**READING TEXT**
◇ ◇ ◇ ◇
In terms of writing output, I hope to do better next time! Write more... it's important! Journalling gives me an interesting perspective on my life. A good place to take notes about what's happening and communicate with my lizard-brain, and with future-me. Sometimes, when I can read my own writing, I see themes, I see things I went through and thought about, and I know the outcome. I see that my anticipation was justified, or that I was worrying over nothing. Knowing your patterns is an important step in overcoming them and changing the shitty parts of your life into awesome parts.

I'm excited to go into my paper trunk today and pick out a blank journal. Most of them are notebook types I've used in the past, so I know they are comfortable for my hands and my thoughts.

Do you guys journal? It's fun sometimes... a good mental exercise.
◇ ◇ ◇ ◇
**RECORD EXCERPTS**

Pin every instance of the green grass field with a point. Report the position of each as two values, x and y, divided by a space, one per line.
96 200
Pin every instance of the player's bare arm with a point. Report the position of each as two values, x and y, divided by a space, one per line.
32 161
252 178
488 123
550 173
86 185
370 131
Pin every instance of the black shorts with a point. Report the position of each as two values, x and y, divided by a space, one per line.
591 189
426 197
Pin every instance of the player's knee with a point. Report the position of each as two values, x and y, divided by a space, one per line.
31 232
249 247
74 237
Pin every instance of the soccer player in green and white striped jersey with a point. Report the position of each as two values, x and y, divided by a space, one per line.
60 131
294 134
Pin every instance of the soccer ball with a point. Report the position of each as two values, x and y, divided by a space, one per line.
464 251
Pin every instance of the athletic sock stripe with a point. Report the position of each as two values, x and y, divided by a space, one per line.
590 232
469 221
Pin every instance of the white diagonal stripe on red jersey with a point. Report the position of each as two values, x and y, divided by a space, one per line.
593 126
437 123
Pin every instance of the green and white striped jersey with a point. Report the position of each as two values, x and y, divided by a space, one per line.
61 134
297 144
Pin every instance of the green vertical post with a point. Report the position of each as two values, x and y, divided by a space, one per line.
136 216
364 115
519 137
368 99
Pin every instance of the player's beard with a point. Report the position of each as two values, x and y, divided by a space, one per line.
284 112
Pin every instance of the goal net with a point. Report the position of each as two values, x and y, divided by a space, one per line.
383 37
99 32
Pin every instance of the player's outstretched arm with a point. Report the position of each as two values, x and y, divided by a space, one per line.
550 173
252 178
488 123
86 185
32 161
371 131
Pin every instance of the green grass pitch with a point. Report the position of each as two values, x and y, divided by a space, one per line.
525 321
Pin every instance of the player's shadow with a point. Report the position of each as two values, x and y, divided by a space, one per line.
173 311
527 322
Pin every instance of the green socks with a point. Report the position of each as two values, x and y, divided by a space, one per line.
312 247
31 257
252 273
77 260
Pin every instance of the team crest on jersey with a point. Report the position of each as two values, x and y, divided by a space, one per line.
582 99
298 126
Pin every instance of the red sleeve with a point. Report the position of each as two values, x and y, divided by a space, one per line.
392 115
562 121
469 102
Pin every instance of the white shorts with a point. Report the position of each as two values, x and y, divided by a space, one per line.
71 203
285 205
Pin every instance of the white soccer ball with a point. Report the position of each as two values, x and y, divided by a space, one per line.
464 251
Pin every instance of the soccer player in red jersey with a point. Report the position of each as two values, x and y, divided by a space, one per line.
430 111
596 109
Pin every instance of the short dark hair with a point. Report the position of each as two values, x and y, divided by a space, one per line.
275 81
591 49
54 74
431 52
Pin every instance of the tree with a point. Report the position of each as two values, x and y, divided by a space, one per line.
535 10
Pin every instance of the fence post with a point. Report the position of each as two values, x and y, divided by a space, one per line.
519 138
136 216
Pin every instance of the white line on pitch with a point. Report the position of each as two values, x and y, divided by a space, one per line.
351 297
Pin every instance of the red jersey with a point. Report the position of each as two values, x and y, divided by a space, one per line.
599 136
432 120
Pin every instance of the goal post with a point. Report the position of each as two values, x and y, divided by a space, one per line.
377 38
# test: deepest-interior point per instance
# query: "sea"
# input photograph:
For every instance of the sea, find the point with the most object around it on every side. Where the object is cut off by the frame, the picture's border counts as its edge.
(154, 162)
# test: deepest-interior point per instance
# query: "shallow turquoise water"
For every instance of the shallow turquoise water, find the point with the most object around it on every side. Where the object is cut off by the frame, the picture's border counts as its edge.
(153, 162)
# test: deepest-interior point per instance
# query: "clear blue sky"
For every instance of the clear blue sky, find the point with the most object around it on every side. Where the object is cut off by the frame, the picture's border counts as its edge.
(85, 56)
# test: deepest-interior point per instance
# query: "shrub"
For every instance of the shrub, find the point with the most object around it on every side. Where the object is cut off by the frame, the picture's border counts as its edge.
◇ ◇ ◇ ◇
**EXERCISE AIM**
In the journaling text, where does the writer plan to pick out a blank journal today?

**EXERCISE RESPONSE**
From the writer's paper trunk.